**Task statement**
Will you write out the data exactly, excluding every picture?
[[ Records for this task, beginning ]]
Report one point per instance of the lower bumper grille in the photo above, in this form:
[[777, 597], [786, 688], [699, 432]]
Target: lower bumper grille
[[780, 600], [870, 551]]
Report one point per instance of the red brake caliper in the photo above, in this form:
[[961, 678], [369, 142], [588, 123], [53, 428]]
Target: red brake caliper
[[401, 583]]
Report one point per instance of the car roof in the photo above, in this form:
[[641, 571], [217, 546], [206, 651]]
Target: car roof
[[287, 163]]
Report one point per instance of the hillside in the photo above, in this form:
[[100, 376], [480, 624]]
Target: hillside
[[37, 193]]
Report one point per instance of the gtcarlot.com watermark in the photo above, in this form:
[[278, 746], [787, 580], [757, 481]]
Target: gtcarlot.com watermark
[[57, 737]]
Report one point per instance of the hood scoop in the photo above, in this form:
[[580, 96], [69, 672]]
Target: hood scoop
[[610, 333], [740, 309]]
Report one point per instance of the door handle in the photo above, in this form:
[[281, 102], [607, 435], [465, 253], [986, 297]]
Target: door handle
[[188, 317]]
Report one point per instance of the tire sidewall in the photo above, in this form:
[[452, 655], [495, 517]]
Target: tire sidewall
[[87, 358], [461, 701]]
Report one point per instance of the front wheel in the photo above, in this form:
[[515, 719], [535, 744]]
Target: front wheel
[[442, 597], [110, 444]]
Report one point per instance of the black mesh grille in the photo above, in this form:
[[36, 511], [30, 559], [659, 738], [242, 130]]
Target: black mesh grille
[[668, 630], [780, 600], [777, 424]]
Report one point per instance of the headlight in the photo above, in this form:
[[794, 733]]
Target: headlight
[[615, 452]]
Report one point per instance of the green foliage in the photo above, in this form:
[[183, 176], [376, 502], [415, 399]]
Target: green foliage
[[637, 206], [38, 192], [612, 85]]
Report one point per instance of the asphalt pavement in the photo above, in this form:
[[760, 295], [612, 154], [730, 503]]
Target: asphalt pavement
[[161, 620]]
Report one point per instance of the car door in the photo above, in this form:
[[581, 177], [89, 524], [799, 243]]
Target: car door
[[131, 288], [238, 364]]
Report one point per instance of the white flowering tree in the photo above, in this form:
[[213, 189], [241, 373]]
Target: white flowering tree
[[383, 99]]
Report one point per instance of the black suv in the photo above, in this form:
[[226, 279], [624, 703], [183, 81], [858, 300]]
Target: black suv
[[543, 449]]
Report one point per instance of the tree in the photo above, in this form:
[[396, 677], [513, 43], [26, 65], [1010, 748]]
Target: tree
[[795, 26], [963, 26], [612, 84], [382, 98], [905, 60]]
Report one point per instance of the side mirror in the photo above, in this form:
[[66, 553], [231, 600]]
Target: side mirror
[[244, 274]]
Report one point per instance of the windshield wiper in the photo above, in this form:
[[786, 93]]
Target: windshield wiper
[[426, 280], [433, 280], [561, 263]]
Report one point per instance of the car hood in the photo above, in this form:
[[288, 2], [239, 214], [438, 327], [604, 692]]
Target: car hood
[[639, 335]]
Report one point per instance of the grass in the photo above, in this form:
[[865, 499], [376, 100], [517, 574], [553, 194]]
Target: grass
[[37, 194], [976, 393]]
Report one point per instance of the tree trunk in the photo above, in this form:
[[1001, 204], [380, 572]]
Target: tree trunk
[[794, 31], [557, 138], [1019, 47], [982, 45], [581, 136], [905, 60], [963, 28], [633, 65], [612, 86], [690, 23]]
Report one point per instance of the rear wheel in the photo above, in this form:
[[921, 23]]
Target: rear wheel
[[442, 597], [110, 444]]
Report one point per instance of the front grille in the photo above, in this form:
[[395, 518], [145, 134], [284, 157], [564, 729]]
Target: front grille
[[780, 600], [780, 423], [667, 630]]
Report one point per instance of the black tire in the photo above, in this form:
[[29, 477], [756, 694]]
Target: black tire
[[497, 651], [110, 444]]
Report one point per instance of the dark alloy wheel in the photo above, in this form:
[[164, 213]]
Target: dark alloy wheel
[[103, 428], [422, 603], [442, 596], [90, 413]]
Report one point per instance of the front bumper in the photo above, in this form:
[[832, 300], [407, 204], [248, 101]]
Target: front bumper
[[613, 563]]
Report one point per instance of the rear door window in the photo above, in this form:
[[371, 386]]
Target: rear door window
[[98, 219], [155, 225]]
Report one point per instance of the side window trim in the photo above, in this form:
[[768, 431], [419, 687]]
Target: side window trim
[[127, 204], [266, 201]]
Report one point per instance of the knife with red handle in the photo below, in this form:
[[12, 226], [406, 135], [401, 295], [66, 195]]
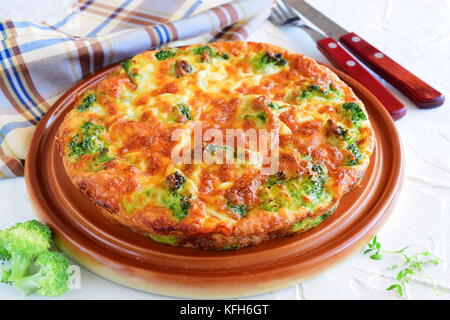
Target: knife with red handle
[[345, 61], [423, 95]]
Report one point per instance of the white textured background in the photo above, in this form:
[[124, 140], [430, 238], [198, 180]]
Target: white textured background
[[416, 33]]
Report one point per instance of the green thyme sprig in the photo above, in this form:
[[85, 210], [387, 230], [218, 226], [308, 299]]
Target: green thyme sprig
[[412, 266]]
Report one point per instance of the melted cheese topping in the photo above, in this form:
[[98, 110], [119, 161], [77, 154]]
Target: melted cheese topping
[[117, 142]]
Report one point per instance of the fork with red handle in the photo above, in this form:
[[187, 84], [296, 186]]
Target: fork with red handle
[[422, 94]]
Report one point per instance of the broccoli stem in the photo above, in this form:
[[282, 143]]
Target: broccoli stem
[[28, 285]]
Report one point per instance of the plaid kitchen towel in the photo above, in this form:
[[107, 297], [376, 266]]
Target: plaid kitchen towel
[[39, 62]]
[[ Records for this task, end ]]
**Answer to the problem**
Report one point per instance of the lower bumper grille in the photo above, in this form:
[[777, 597], [786, 688], [699, 432]]
Target: lower bumper grille
[[780, 600], [870, 551]]
Report one point per instance of the red brake caliper in the photo above, in this form:
[[961, 678], [369, 142], [588, 123], [53, 428]]
Target: red brake caliper
[[401, 583]]
Report one point per instance of the car roof in the photo above, in this form:
[[641, 571], [217, 546], [206, 651]]
Target: car roof
[[287, 163]]
Report one point per instance of the hillside in the photo above, in this form:
[[100, 376], [480, 624]]
Target: hillside
[[37, 193]]
Report one point per instance of the gtcarlot.com watermark in the photo above, in this form:
[[278, 746], [787, 580], [757, 481]]
Target: gtcarlot.com watermark
[[57, 737]]
Report one point per instance of the hood scoop in the photo above, in this form:
[[580, 96], [69, 672]]
Target: hood scoop
[[610, 333], [740, 309]]
Report one point per instance of the door handle in the photo above, in this form:
[[281, 102], [607, 435], [465, 253], [986, 297]]
Target: door handle
[[188, 317]]
Report one point per instance of the tire sidewall in the photo above, in this form:
[[452, 655], [495, 517]]
Target: tire sidewall
[[87, 358], [461, 701]]
Report one point per instance of the front wheel in the photo above, in this form:
[[515, 719], [535, 744]]
Target: front wheel
[[442, 597], [110, 444]]
Report one point per instance of the black mesh grille in the photo above, in this form:
[[36, 511], [30, 559], [659, 738], [242, 130]]
Target: black mesh grille
[[668, 630], [780, 600], [777, 424]]
Report one point per instance of the headlight in the photo above, in this form:
[[794, 733]]
Target: headlight
[[615, 452]]
Report one point per instance of the green foliage in the photo above, in this form:
[[183, 176], [376, 502], [415, 399]]
Target: green foliage
[[637, 206], [38, 192], [612, 85]]
Report one point per instance of the asphalt pavement in the photo above, in this form:
[[760, 295], [612, 154], [730, 503]]
Target: asphalt pavement
[[161, 620]]
Report one point per instance of the car door in the photo above, in this form:
[[581, 177], [89, 524], [799, 243]]
Target: car door
[[131, 288], [238, 364]]
Report one point per instance of the white flowering tree in the photo above, in this form:
[[213, 189], [241, 373]]
Target: white flowering tree
[[383, 99]]
Report one point per instance of the black suv in the photo above, in this form:
[[226, 279], [624, 703], [183, 81], [858, 300]]
Target: black suv
[[543, 449]]
Report one point per instance of the tree in the photo above, in this form:
[[396, 677], [513, 43], [26, 65], [1010, 748]]
Target: tree
[[795, 26], [963, 26], [612, 84], [382, 98], [905, 60]]
Report one point per instance of the side mirror in the photo above, in this form:
[[66, 553], [231, 600]]
Target: side mirror
[[244, 274]]
Report one point per instance of the windshield wiper in the photo above, in this form:
[[786, 93]]
Target: windshield wiper
[[426, 280], [433, 280], [561, 263]]
Report one point per instance of the car hood in the photo above, in this form:
[[288, 2], [239, 214], [438, 327], [604, 692]]
Target: car hood
[[639, 335]]
Report one point per instance of the grass in the photo above, in this form:
[[865, 499], [376, 100], [517, 574], [553, 194]]
Target: grass
[[37, 194], [976, 393]]
Report one point per instance of the tree trunk in the photo above, in this form:
[[1001, 204], [380, 572]]
Target: tree trunk
[[794, 31], [557, 138], [1019, 47], [982, 45], [581, 136], [905, 60], [963, 28], [633, 65], [612, 86], [690, 23]]
Report one point per instance of the rear wheel in the photo above, in this form:
[[921, 23]]
Target: rear wheel
[[442, 597], [110, 444]]
Report one point per instance of the front grille in the photo above, in this form:
[[395, 518], [145, 134], [284, 157], [564, 729]]
Target: front grille
[[780, 600], [780, 423], [667, 630]]
Report one point per instance of the black tire in the photo above, in this form:
[[29, 477], [756, 694]]
Target: black tire
[[497, 651], [110, 444]]
Report one point per instance of the dark alloy wheel in the photo above, in this form:
[[164, 213]]
Target: dark alloy wheel
[[103, 428], [422, 603], [442, 596], [90, 413]]
Report one point per instance of the front bumper in the photo above, in this form:
[[832, 300], [407, 204], [248, 101]]
Target: front bumper
[[613, 563]]
Report one point per instance of the rear door window in the photo above, in this form:
[[371, 386]]
Target: rear door window
[[98, 219], [155, 225]]
Report one point per instance of the side window trim in the photo above, in this form:
[[768, 431], [419, 687]]
Target: side window trim
[[127, 204], [266, 201]]
Report one point per instance of the knife with red handle in the photo below, in this form:
[[12, 226], [406, 135], [401, 295], [66, 195]]
Target: knife with red handle
[[345, 61], [423, 95]]
Report one point per instance of the white textured background in the photo above, in this form:
[[124, 140], [430, 238], [198, 180]]
Target: white textured background
[[416, 33]]
Report one point per instance of the green thyme sprig in the photo above, in this form:
[[85, 210], [387, 230], [218, 226], [308, 299]]
Target: green thyme sprig
[[412, 266]]
Report one point per instance of the melted cheese topping in the photo above, in this form:
[[98, 110], [119, 161], [77, 154]]
Target: melted cheese topping
[[117, 142]]
Report one point per instance of the fork with red handle in the photo above, in this form:
[[187, 84], [296, 186]]
Target: fork with red handle
[[422, 94]]
Report one point per instance of the broccoli stem in the photo above, in this form:
[[282, 143]]
Target: broccoli stem
[[28, 285]]
Report one point per instance of the plaid kitchen towel in the photo above, in this form:
[[107, 297], [376, 266]]
Target: plaid kitchen towel
[[39, 62]]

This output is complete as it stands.